(Selected extract)

“If I grew tomatoes in a container last year, what CANNOT be grown in that container this year? I’ve read about crop rotation but can’t find this answer anywhere. Hope you can help me.” Question from Debbie of Hoquiam, Washington
Answer: You cannot plant a tomato in that pot unless you refresh its potting soil. Tomatoes are rife with soil-borne diseases that can carry over from year to year, so it is better to be safe than sorry. (Click here to learn more about tomato diseases and disease-resistant tomato varieties.) If you opt for rotation, tomatoes should be rotated on a three-year cycle–tomato one year and other vegetables the next two years. (Either way, the potting soil should be refreshed every one to two years.) Good vegetables to rotate in after tomatoes include beans and peas because they naturally fortify soils with nitrogen, and greens, because they are not too demanding.

(End Selected extract)
(Information provided)

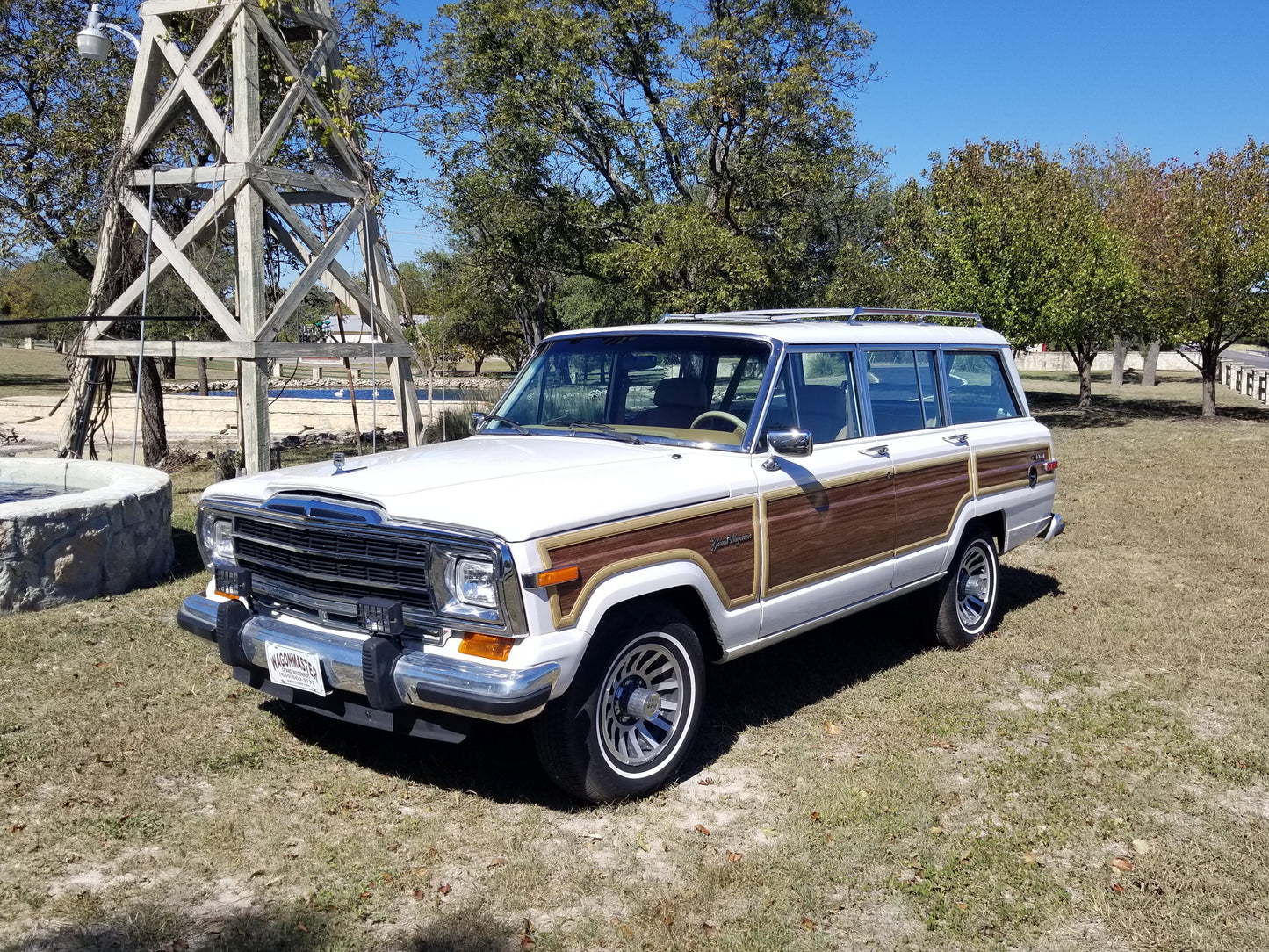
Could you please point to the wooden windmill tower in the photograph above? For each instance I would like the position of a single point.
(202, 66)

(End Information provided)

**Assigned task:** In the tomato container text, which vegetables are recommended after tomatoes because they naturally fortify soils with nitrogen?

**Solution below:** Beans and peas.